* Source document:
WHY ARE CONVOLUTIONAL NETS MORE SAMPLE-EFFICIENT THAN FULLY-CONNECTED NETS?

Abstract

Convolutional neural networks often dominate fully-connected counterparts in generalization performance, especially on image classification tasks. This is often explained in terms of "better inductive bias." However, this has not been made mathematically rigorous, and the hurdle is that the sufficiently wide fully-connected net can always simulate the convolutional net. Thus the training algorithm plays a role. The current work describes a natural task on which a provable sample complexity gap can be shown, for standard training algorithms. We construct a single natural distribution on R d × {±1} on which any orthogonal-invariant algorithm (i.e. fully-connected networks trained with most gradient-based methods from gaussian initialization) requires Ω(d 2 ) samples to generalize while O(1) samples suffice for convolutional architectures. Furthermore, we demonstrate a single target function, learning which on all possible distributions leads to an O(1) vs Ω(d 2 /ε) gap. The proof relies on the fact that SGD on fully-connected network is orthogonal equivariant. Similar results are achieved for 2 regression and adaptive training algorithms, e.g. Adam and AdaGrad, which are only permutation equivariant.

* Listed entries:
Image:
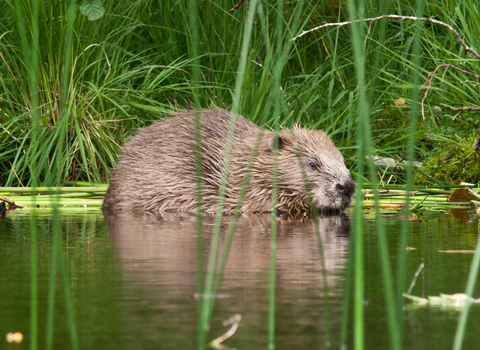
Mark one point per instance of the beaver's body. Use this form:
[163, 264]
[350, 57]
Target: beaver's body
[156, 171]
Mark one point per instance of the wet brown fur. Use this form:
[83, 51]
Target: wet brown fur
[156, 172]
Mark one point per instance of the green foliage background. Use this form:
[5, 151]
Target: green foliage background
[133, 66]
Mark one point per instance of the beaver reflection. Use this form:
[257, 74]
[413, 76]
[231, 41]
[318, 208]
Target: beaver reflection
[159, 259]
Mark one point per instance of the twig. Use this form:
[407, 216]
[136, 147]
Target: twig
[234, 321]
[425, 19]
[237, 6]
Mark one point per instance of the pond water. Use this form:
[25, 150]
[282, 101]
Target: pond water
[133, 281]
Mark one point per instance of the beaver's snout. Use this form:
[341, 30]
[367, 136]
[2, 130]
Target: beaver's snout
[347, 188]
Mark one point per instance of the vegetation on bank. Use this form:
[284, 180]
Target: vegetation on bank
[89, 85]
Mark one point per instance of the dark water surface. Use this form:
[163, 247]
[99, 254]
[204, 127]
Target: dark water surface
[133, 281]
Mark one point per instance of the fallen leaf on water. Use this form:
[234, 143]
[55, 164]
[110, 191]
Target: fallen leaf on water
[457, 300]
[453, 251]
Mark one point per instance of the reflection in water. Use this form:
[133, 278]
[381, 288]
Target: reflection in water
[159, 258]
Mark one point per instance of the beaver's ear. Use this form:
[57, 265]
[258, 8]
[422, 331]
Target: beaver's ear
[284, 141]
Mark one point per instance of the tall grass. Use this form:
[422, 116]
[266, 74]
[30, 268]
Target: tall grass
[72, 91]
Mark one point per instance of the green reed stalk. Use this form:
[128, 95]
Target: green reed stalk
[273, 244]
[233, 221]
[30, 54]
[472, 280]
[402, 258]
[365, 148]
[348, 293]
[58, 247]
[193, 52]
[205, 312]
[357, 213]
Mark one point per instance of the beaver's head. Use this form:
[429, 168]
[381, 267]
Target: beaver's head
[311, 155]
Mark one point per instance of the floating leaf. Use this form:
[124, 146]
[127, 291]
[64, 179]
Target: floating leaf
[463, 195]
[93, 9]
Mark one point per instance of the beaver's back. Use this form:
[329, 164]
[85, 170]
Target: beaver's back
[156, 171]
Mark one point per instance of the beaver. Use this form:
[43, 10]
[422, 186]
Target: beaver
[157, 170]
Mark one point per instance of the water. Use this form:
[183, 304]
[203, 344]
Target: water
[133, 281]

* What the task asks:
Copy out the text above on the sample efficiency of convolutional and fully-connected nets word for word, including its title.

* Response to this task:
WHY ARE CONVOLUTIONAL NETS MORE SAMPLE-EFFICIENT THAN FULLY-CONNECTED NETS?

Abstract

Convolutional neural networks often dominate fully-connected counterparts in generalization performance, especially on image classification tasks. This is often explained in terms of "better inductive bias." However, this has not been made mathematically rigorous, and the hurdle is that the sufficiently wide fully-connected net can always simulate the convolutional net. Thus the training algorithm plays a role. The current work describes a natural task on which a provable sample complexity gap can be shown, for standard training algorithms. We construct a single natural distribution on R d × {±1} on which any orthogonal-invariant algorithm (i.e. fully-connected networks trained with most gradient-based methods from gaussian initialization) requires Ω(d 2 ) samples to generalize while O(1) samples suffice for convolutional architectures. Furthermore, we demonstrate a single target function, learning which on all possible distributions leads to an O(1) vs Ω(d 2 /ε) gap. The proof relies on the fact that SGD on fully-connected network is orthogonal equivariant. Similar results are achieved for 2 regression and adaptive training algorithms, e.g. Adam and AdaGrad, which are only permutation equivariant.